### TASK DETAILS
Reproduce the lines below verbatim, from the line containing "Target: sandy ground" to the line containing "[[68, 83], [74, 38], [27, 59], [48, 90]]", both included.

Dataset excerpt:
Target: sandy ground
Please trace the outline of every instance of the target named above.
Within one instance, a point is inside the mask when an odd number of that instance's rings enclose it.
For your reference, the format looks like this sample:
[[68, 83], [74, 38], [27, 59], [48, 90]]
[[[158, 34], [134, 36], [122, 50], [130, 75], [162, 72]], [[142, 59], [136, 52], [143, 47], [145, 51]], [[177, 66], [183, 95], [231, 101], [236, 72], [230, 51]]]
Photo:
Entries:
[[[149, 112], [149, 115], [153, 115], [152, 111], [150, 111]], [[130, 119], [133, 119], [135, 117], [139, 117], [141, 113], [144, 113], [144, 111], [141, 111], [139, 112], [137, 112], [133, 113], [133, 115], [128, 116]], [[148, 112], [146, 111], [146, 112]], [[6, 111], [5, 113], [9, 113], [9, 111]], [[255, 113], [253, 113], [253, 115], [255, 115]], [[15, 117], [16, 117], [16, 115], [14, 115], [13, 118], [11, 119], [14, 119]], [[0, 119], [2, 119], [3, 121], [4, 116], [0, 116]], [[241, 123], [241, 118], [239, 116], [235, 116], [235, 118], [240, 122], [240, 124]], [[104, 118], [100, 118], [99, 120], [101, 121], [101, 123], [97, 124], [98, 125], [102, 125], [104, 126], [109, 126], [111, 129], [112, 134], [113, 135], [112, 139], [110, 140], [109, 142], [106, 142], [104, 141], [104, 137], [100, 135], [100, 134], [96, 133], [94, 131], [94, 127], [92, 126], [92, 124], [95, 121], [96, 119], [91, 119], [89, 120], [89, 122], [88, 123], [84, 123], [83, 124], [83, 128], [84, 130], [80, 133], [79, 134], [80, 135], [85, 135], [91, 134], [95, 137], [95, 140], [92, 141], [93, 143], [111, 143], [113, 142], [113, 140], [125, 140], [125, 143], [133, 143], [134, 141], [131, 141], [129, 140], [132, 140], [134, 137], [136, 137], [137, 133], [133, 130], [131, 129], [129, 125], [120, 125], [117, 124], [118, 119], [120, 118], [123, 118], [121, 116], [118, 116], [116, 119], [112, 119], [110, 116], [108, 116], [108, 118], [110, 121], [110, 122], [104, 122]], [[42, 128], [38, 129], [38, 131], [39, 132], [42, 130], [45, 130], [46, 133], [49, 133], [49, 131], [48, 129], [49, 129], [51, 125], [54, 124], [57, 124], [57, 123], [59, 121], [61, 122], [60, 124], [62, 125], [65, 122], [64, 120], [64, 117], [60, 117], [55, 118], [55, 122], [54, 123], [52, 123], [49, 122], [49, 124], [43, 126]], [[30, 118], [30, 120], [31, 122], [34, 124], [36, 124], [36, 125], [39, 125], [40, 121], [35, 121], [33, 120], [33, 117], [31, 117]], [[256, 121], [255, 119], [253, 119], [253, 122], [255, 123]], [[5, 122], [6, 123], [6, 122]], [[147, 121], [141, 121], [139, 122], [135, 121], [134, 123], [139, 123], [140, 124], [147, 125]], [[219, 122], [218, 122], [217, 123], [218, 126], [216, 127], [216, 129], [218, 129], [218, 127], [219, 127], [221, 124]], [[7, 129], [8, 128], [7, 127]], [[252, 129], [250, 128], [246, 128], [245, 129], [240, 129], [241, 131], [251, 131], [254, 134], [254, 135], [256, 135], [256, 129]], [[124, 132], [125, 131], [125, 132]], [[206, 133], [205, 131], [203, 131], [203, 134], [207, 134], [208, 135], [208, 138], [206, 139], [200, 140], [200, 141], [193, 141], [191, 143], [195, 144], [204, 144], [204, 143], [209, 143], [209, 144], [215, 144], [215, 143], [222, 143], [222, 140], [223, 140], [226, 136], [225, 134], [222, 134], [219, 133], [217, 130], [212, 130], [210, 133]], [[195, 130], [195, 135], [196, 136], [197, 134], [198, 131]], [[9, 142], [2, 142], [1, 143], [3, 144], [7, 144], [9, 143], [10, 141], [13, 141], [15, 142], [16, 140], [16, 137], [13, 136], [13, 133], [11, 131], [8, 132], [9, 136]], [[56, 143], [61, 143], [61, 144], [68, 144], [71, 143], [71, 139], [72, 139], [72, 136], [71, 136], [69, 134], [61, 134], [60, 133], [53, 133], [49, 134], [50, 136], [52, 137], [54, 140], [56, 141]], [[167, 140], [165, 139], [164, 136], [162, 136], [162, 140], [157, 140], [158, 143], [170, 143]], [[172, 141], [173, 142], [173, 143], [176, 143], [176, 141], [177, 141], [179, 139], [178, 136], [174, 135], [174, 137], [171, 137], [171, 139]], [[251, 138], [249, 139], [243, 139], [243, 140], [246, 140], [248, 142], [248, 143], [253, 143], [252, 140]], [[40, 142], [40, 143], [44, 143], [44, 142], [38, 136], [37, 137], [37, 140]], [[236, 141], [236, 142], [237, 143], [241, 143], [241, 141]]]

...

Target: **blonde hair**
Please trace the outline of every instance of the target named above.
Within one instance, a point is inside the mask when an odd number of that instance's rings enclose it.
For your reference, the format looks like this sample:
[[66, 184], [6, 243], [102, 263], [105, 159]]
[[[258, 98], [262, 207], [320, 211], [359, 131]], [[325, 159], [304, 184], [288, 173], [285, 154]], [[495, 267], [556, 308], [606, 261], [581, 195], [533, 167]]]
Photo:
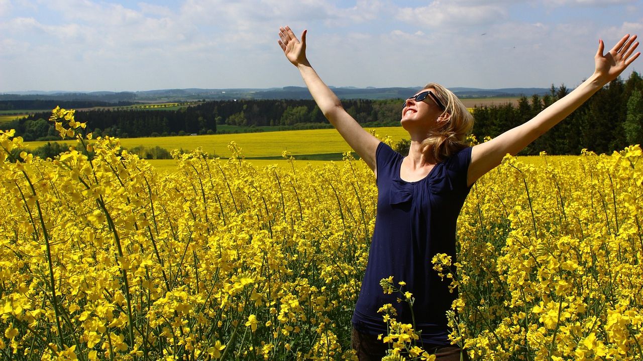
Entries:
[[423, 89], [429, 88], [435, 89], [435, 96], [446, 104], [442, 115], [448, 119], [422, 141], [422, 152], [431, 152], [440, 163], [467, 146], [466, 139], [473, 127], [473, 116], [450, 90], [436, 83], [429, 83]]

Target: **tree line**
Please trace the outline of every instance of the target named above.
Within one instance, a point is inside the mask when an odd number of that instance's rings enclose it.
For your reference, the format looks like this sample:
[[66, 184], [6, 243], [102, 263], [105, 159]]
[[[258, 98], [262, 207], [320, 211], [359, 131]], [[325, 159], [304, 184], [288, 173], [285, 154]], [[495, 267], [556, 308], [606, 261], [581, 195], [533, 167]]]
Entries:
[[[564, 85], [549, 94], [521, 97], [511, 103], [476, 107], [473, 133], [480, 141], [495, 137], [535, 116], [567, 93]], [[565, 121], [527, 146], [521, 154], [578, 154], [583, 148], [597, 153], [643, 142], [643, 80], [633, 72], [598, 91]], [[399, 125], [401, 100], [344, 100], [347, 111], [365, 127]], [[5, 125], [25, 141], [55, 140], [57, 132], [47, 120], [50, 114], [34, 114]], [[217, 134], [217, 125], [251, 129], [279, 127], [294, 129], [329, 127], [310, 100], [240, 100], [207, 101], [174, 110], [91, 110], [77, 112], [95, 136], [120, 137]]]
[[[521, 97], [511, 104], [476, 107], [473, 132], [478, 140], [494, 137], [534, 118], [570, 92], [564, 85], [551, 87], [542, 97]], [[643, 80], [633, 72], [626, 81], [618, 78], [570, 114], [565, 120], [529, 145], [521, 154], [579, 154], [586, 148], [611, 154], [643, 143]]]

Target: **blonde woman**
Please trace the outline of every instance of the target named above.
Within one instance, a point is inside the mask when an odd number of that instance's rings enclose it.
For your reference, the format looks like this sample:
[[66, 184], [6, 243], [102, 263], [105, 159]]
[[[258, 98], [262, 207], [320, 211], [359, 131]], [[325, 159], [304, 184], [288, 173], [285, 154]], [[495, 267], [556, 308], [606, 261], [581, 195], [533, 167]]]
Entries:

---

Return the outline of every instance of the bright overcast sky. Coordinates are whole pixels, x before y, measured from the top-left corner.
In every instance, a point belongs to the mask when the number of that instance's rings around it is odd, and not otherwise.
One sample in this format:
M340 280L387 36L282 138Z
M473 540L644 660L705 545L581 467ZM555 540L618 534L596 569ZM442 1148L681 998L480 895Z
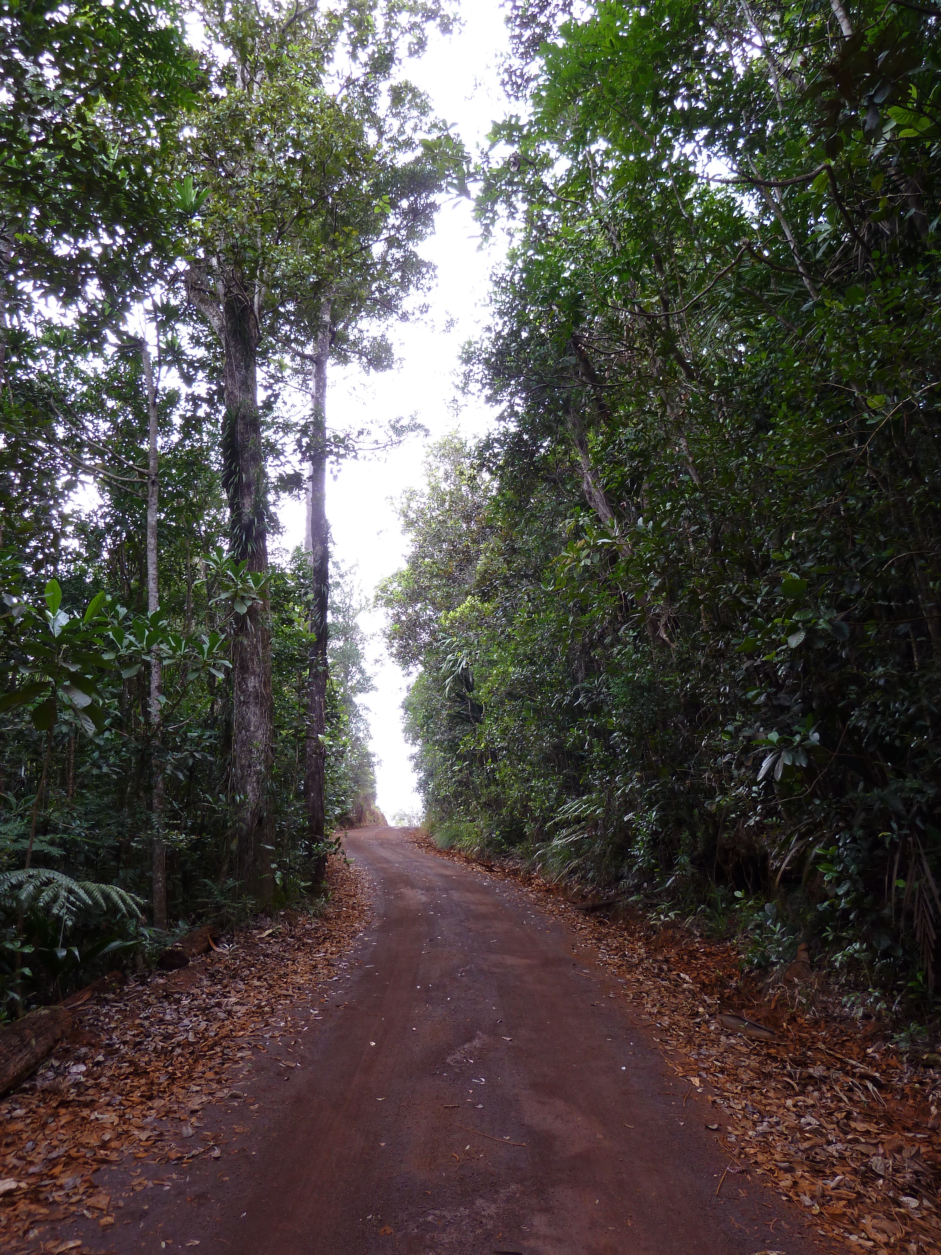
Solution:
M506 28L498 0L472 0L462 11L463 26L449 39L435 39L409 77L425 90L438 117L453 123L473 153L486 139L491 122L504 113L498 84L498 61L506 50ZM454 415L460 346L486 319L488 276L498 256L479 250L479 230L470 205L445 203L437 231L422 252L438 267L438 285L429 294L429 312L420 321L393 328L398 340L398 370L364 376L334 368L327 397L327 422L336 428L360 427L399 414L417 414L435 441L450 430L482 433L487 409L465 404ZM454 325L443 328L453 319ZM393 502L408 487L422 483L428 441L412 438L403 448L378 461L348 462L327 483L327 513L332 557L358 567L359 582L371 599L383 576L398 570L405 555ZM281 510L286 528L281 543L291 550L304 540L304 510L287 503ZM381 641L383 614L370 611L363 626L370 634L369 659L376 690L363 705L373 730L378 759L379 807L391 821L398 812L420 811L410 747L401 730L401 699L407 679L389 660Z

### EXERCISE RESULT
Target: sandy ground
Please trace the outline of every instance of the target named above.
Within one instance, a point is inside the mask when an odd number of that instance's rings enclose it.
For your reference, the format looks like this sample:
[[68, 83], [74, 38], [27, 59], [48, 90]]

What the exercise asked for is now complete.